TASK ITEM:
Could you copy all of the records below exactly as they appear?

Collected data entries:
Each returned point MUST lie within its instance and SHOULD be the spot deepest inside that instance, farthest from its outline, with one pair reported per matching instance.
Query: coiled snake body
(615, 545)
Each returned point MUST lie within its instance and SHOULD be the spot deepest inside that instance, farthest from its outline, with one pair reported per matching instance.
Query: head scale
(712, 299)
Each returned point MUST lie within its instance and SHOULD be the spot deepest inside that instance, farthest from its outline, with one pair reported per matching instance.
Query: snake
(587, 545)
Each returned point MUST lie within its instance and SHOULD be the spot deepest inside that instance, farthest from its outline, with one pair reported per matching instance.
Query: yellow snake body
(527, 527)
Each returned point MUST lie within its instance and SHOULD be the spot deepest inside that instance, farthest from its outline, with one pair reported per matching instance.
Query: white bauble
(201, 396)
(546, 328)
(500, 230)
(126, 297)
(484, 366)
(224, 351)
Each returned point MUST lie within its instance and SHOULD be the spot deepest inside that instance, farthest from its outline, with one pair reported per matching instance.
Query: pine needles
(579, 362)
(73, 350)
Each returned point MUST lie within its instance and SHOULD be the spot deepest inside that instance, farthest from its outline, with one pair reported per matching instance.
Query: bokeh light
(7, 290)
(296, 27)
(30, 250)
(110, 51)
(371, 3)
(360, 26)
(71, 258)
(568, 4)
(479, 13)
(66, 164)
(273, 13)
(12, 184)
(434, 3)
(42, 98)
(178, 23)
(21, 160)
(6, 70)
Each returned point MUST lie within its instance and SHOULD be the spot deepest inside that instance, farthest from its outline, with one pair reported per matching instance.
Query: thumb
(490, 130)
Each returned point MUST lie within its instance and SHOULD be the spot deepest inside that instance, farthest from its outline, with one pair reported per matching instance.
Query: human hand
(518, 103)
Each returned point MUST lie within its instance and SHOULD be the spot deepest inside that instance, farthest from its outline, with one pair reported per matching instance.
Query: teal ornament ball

RESULT OF THIS TASK:
Each returned point MUST lie within its instance and SHOULD be the spot deepest inside that instance, farthest from its outline, with one pair reported per matching instance.
Query: coiled snake body
(615, 545)
Each returned point MUST lie within its instance and SHOULD be the spot deepest inside that instance, farthest from its outline, with one pair reported per matching instance.
Query: head scale
(712, 299)
Each returned point MUST lie within its instance and SHOULD be the spot deepest inside that instance, farthest from its outline, with one pair reported per matching instance.
Query: snake
(587, 545)
Each returned point MUST lie within its instance and SHOULD be the spot deepest inside that instance, farthest from its outline, with one pair reported per matching instance.
Query: yellow snake body
(527, 527)
Each returned point MUST lie within its instance and SHOULD be the spot deepest inside that instance, farthest from its outline, with one pair reported per matching instance.
Query: white bauble
(201, 396)
(546, 328)
(500, 230)
(126, 297)
(484, 366)
(224, 351)
Each returned point MUST lie within its instance and SHOULD be the spot deepest inside that instance, farthest from its outline, with one pair reported per matching instance.
Query: pine needles
(579, 362)
(73, 350)
Each returned point MUST lie within its instance and SHOULD be the spot deepest inside that instance, farthest from its outline, with one pair reported per matching instance.
Query: bokeh light
(7, 290)
(296, 27)
(30, 250)
(110, 51)
(371, 3)
(360, 26)
(71, 258)
(568, 4)
(479, 13)
(66, 164)
(273, 13)
(12, 184)
(434, 3)
(42, 98)
(178, 23)
(21, 160)
(6, 70)
Each returned point MUST lie within its instance and SHOULD be the spot deepest inside that instance, farthest from its outline, with one pair reported per matching instance.
Query: thumb
(490, 130)
Each returned point MUST lie within its instance and SHOULD be the spot deepest inside that instance, farthest from its outline, with one pair reported per matching instance.
Query: human hand
(518, 103)
Each returned point MUST lie within its instance and SHOULD be the spot deepest inside that instance, farthest from its outline, with one pair reported per matching instance.
Query: teal ornament ball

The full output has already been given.